GIVEN INSTRUCTION:
In the records, take the lines from the one containing "target | fluorescent light fixture" through the end and write them out again, swapping "striped" for "checked" and leaving everything else the same.

(Stored data)

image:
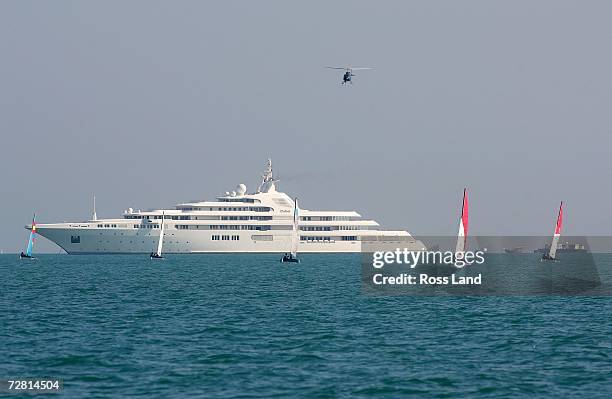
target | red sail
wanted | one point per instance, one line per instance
(464, 213)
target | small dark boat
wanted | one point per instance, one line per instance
(289, 258)
(28, 253)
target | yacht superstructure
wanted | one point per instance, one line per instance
(235, 222)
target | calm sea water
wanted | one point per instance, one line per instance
(247, 326)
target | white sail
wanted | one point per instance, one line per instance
(161, 237)
(294, 237)
(555, 241)
(463, 226)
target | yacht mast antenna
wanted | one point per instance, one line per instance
(94, 216)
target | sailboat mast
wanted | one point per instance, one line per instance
(32, 235)
(463, 225)
(294, 237)
(161, 236)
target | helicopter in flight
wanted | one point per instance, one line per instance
(348, 74)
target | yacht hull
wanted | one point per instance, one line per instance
(76, 240)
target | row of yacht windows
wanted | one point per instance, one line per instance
(324, 218)
(228, 209)
(153, 217)
(216, 237)
(326, 238)
(221, 227)
(256, 209)
(236, 227)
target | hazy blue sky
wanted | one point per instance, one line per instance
(151, 103)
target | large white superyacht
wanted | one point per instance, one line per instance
(235, 222)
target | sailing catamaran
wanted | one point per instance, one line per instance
(28, 253)
(292, 256)
(552, 252)
(463, 226)
(158, 255)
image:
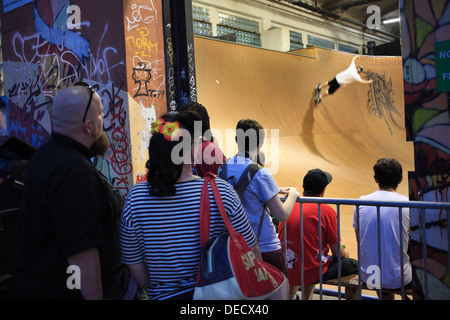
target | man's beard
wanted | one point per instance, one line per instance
(101, 145)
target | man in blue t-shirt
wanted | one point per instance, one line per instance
(260, 198)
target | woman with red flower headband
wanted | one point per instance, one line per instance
(160, 231)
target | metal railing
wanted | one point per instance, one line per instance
(422, 206)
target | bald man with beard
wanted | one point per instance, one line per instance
(68, 225)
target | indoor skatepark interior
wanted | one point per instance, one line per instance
(344, 135)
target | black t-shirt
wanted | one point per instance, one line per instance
(68, 206)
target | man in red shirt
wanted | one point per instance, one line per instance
(314, 184)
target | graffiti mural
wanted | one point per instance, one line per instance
(424, 23)
(144, 43)
(380, 100)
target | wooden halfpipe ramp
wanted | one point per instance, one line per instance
(345, 134)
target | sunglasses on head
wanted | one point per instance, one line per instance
(91, 93)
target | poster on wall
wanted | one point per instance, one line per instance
(9, 5)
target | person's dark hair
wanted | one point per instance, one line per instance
(201, 110)
(162, 171)
(388, 172)
(249, 135)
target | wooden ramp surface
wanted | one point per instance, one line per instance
(345, 134)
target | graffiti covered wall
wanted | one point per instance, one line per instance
(425, 23)
(52, 44)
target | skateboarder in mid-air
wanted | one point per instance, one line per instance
(349, 75)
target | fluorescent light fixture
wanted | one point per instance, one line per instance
(391, 20)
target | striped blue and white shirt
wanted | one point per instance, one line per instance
(165, 232)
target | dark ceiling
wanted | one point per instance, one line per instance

THE OUTPUT:
target | fluorescent light fixture
wanted | one point per instance, one line per instance
(391, 20)
target | checked blue and white shirt
wanted | one point per instance, one line per instance
(165, 232)
target | dark ceiling
wanted | one point per instance, one line per instance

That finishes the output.